__Natural-language object grounding data__.
^^^^

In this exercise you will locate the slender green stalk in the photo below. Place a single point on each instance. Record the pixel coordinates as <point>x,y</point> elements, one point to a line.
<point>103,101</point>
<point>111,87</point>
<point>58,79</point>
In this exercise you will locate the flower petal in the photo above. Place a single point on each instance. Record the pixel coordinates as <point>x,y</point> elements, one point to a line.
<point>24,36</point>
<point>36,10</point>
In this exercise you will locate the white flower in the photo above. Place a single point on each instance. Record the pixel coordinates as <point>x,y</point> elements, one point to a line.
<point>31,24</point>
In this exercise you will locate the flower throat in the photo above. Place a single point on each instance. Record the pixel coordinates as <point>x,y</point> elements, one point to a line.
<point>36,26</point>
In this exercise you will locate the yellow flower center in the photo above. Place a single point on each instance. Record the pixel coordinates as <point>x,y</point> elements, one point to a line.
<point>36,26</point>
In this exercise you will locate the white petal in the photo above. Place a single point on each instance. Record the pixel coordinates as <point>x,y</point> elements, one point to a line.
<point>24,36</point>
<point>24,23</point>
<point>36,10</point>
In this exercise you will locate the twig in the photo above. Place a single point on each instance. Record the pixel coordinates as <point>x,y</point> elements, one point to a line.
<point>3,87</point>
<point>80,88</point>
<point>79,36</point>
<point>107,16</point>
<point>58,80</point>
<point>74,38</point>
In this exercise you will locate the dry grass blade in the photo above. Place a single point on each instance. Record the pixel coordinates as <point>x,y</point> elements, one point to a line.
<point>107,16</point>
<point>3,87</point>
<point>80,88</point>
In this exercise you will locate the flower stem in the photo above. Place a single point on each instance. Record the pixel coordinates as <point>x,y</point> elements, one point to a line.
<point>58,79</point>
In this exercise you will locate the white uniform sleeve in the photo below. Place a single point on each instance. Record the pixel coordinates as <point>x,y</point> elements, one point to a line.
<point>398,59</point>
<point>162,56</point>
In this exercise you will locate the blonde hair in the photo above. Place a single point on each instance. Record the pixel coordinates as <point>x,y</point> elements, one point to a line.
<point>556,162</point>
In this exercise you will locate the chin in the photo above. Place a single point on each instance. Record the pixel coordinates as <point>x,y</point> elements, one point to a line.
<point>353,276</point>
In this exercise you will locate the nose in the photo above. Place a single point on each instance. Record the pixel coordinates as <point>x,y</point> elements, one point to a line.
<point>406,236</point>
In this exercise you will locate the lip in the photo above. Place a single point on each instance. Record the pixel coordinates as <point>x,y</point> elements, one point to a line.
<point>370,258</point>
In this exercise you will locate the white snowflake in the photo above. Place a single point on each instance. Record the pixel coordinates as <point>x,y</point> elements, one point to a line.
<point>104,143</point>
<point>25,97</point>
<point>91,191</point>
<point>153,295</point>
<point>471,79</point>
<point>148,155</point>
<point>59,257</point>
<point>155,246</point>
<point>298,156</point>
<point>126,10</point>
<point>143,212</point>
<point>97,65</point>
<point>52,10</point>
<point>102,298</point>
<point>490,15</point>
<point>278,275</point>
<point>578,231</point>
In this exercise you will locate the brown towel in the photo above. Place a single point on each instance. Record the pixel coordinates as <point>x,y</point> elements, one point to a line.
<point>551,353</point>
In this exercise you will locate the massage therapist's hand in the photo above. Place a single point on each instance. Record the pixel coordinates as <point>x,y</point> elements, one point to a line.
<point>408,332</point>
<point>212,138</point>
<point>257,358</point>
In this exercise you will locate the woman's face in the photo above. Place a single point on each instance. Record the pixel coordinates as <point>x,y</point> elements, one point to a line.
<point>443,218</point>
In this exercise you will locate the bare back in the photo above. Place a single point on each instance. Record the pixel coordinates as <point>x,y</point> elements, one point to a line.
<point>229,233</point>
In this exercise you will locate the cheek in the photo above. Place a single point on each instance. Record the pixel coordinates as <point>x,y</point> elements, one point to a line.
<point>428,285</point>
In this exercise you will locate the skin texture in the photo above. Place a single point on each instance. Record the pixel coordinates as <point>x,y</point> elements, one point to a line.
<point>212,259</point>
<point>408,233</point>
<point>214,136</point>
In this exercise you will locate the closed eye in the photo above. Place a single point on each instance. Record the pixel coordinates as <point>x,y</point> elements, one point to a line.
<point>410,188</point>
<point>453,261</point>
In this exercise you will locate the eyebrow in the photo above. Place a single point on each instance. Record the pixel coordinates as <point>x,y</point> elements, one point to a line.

^^^^

__Assignment__. Copy every entry above word for word.

__Your solution__.
In this exercise you will locate the slender green stalk in the photo below. Place a single point on each instance. Record the pixel coordinates as <point>x,y</point> elements, one point to a line.
<point>103,101</point>
<point>111,87</point>
<point>58,79</point>
In this exercise you will locate the flower petal in the photo above. Place a single point on each instance. Record the pixel coordinates as <point>x,y</point> elements, one point to a line.
<point>24,36</point>
<point>36,10</point>
In this exercise you will locate the white flower in the photo above. Place a single point on each instance. Record the pixel coordinates as <point>x,y</point> elements, one point to a line.
<point>31,24</point>
In this exercise you will locate the flower throat in the photo above. Place a single point on each instance. Record the pixel coordinates as <point>x,y</point> elements, one point to a line.
<point>36,26</point>
In this exercise you will locate the yellow flower center in the photo above. Place a single point on each instance. Record the pixel coordinates as <point>x,y</point> elements, one point to a line.
<point>36,26</point>
In this exercise you will locate the white petal in the photo above. Place a single point on each instance. Record the pixel coordinates as <point>x,y</point> elements, one point to a line.
<point>24,36</point>
<point>24,23</point>
<point>36,10</point>
In this exercise you will locate the twig in the photo above. Place a single point on each instance. Record the pixel coordinates as <point>x,y</point> elements, one point to a line.
<point>3,87</point>
<point>80,88</point>
<point>79,36</point>
<point>107,16</point>
<point>58,80</point>
<point>74,38</point>
In this exercise you will locate the dry grass blade in the photo above. Place a single point on each instance. Record the pixel coordinates as <point>x,y</point> elements, one point to a line.
<point>107,16</point>
<point>3,87</point>
<point>80,88</point>
In this exercise you will locate the flower stem in the photo above. Place a single point on each instance. Record the pixel coordinates as <point>x,y</point> elements, one point to a line.
<point>58,79</point>
In this exercise you will locate the white uniform sleeve in the photo below. Place a single point on each instance. Record the pixel coordinates as <point>x,y</point> elements, one point to a line.
<point>398,59</point>
<point>162,56</point>
In this exercise you will locate the blonde hair in the photo above. Place a single point on each instance. Record the pixel coordinates as <point>x,y</point> elements, one point to a line.
<point>556,162</point>
In this exercise you will locate the chin in the photo above. Place a single point on each instance. Record the pixel coordinates as <point>x,y</point> elements, one point to a line.
<point>353,276</point>
In this exercise you will locate the nose in the photo above. Place a single point on each instance. Record the pixel coordinates as <point>x,y</point> elements, one point to a line.
<point>406,236</point>
In this exercise you will locate the lip in the photo above. Place a single point on each instance. Record the pixel coordinates as <point>x,y</point> elements, one point to a line.
<point>370,258</point>
In this exercise you will locate the white snowflake in the photo above. Place a single point on each instance. Record the pixel coordinates as <point>x,y</point> elements, one point to a line.
<point>104,143</point>
<point>25,97</point>
<point>91,191</point>
<point>153,295</point>
<point>471,79</point>
<point>148,155</point>
<point>59,257</point>
<point>155,246</point>
<point>298,156</point>
<point>126,10</point>
<point>143,212</point>
<point>97,65</point>
<point>52,10</point>
<point>102,298</point>
<point>490,15</point>
<point>278,275</point>
<point>578,231</point>
In this exercise you will locate the brown towel in the photo above. Place a single point on each instance. Record the pixel coordinates as <point>x,y</point> elements, one point to a line.
<point>551,353</point>
In this exercise you will locate the massage therapist's hand in the photo above. Place a single point on each instance. Record the pixel coordinates as <point>x,y</point> elements, one point to a line.
<point>408,332</point>
<point>212,138</point>
<point>257,358</point>
In this exercise you will locate the woman's face in the photo above. Place a single point on each instance. Record the pixel coordinates as <point>x,y</point> elements, one point to a line.
<point>443,218</point>
In this exercise you will locate the bare back in the photo above. Place a single point on each instance. Record the pixel coordinates as <point>x,y</point> elements, one point to a line.
<point>229,233</point>
In this exercise you will locate the cheek in the photo above. Place a single point on each instance. Record the pixel coordinates as <point>x,y</point> elements, one point to a line.
<point>428,285</point>
In this exercise you will locate the skin texture in the photo above. Place a single point on each instance. Record the pixel coordinates as <point>x,y</point> elements, one point to a line.
<point>212,259</point>
<point>408,233</point>
<point>214,136</point>
In this exercise you will locate the closed eye in the photo above. Place a single point on each instance. Record the pixel coordinates as <point>x,y</point> elements, one point to a line.
<point>410,188</point>
<point>453,261</point>
In this exercise you will locate the eyebrow in the photo above. Place a single point on each instance. Record the pixel coordinates as <point>x,y</point> elements, one point to a line.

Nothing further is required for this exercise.